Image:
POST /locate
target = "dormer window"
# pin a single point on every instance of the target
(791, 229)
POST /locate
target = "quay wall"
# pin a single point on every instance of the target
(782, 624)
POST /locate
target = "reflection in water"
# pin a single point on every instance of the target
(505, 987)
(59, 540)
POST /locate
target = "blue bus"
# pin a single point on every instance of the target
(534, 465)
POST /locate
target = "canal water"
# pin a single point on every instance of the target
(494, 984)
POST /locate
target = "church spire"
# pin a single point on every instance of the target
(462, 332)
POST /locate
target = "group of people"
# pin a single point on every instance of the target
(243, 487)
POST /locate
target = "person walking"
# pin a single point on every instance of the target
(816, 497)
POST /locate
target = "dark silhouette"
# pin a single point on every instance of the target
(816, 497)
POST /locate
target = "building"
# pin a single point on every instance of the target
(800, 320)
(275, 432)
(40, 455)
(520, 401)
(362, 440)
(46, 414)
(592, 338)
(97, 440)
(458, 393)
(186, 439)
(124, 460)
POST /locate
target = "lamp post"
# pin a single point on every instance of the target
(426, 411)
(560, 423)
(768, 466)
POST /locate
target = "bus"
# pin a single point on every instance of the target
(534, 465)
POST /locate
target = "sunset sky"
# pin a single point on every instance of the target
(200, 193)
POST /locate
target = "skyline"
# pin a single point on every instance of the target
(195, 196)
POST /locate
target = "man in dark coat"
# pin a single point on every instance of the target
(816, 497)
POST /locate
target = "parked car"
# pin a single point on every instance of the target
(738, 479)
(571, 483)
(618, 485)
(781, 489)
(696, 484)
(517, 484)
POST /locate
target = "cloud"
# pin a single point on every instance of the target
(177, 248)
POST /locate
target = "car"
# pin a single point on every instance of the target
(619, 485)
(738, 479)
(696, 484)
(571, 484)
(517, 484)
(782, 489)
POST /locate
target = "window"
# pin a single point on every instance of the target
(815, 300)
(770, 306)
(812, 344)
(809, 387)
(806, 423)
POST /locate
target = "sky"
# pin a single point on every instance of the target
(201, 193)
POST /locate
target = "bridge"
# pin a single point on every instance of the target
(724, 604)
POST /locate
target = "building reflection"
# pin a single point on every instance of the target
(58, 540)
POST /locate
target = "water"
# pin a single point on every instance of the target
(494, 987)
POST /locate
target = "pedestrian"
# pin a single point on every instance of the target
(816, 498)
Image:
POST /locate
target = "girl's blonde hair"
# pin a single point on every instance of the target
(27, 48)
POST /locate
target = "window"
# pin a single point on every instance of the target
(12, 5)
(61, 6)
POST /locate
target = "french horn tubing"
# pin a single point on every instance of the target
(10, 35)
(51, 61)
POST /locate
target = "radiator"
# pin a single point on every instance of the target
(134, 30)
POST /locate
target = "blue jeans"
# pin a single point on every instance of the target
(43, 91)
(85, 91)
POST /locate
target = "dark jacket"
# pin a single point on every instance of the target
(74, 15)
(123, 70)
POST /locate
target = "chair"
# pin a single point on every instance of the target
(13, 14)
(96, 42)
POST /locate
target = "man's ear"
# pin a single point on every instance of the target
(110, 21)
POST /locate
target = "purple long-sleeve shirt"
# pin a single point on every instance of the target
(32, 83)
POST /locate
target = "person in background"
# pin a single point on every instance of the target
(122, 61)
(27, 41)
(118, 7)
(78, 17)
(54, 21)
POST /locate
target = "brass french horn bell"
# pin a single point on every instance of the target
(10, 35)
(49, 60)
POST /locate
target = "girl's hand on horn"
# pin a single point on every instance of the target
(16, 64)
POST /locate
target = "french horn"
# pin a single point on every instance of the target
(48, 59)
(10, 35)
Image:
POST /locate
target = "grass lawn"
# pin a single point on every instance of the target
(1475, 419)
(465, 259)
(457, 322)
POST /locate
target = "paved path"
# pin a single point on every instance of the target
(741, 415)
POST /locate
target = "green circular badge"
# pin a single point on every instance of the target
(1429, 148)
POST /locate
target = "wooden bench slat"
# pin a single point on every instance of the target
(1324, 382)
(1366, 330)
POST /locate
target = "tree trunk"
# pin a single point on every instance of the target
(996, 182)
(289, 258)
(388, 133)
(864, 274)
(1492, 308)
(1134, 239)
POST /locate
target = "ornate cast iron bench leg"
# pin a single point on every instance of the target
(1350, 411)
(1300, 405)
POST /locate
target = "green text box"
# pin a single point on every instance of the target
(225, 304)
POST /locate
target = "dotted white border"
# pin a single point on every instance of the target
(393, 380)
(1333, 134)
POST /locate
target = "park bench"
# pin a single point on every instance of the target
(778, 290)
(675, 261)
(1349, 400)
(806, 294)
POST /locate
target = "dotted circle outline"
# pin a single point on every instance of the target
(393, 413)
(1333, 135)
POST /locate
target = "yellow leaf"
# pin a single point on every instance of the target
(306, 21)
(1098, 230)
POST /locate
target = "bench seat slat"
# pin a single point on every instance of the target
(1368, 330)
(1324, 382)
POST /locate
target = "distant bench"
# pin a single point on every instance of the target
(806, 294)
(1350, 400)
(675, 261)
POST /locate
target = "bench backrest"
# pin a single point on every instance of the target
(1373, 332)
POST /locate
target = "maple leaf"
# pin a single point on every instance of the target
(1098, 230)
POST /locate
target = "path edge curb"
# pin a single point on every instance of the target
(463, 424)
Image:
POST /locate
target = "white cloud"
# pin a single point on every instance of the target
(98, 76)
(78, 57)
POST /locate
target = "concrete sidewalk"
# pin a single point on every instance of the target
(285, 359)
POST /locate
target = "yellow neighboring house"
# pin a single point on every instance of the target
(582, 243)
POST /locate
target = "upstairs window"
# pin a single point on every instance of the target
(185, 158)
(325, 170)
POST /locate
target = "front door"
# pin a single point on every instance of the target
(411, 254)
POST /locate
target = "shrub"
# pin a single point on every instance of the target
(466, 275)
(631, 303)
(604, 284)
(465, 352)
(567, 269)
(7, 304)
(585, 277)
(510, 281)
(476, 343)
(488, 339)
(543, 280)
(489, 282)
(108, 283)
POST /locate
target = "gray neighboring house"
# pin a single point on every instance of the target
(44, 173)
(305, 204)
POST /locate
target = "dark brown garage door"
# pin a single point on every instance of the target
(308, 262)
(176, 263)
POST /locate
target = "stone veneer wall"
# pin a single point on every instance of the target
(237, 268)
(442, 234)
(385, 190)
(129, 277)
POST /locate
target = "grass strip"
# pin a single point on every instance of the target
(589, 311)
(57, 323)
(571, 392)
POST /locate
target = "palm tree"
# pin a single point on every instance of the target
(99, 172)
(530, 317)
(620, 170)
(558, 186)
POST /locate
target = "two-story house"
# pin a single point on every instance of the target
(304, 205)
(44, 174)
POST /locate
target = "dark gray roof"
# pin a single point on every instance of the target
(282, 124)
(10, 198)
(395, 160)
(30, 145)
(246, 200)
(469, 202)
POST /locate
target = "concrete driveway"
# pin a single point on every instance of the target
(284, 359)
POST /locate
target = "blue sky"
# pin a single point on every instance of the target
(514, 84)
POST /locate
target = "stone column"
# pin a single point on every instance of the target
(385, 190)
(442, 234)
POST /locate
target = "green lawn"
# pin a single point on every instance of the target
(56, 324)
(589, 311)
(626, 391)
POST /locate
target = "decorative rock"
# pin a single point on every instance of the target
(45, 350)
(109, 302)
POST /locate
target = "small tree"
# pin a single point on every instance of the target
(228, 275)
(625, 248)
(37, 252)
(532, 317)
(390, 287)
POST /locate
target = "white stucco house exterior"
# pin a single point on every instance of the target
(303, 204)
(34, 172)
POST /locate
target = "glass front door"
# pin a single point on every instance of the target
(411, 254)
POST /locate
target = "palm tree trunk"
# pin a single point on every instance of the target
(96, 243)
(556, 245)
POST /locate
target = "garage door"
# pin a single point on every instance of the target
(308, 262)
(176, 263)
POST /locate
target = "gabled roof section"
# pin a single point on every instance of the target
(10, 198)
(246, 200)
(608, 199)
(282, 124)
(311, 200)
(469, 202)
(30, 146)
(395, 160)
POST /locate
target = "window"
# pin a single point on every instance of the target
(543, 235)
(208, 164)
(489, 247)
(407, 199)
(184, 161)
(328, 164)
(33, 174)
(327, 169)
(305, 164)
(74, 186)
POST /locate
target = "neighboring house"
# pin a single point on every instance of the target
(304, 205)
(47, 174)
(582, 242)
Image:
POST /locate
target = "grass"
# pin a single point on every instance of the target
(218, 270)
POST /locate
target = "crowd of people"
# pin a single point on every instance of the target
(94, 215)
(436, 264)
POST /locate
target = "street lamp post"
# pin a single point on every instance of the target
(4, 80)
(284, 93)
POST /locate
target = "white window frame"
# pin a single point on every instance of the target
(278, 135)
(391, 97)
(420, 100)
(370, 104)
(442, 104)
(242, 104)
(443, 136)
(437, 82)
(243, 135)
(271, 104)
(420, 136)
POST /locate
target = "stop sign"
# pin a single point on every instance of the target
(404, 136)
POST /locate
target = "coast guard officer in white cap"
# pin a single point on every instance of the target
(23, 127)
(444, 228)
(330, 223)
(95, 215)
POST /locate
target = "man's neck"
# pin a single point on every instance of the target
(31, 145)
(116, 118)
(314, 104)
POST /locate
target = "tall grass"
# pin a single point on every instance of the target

========

ASSIGNED TASK>
When the word "dark" occurs in a line above, list that line.

WORKED SOLUTION>
target = "dark silhouette"
target = "man in dark coat"
target = "dark jacket"
target = "dark brown garage door"
target = "dark gray roof"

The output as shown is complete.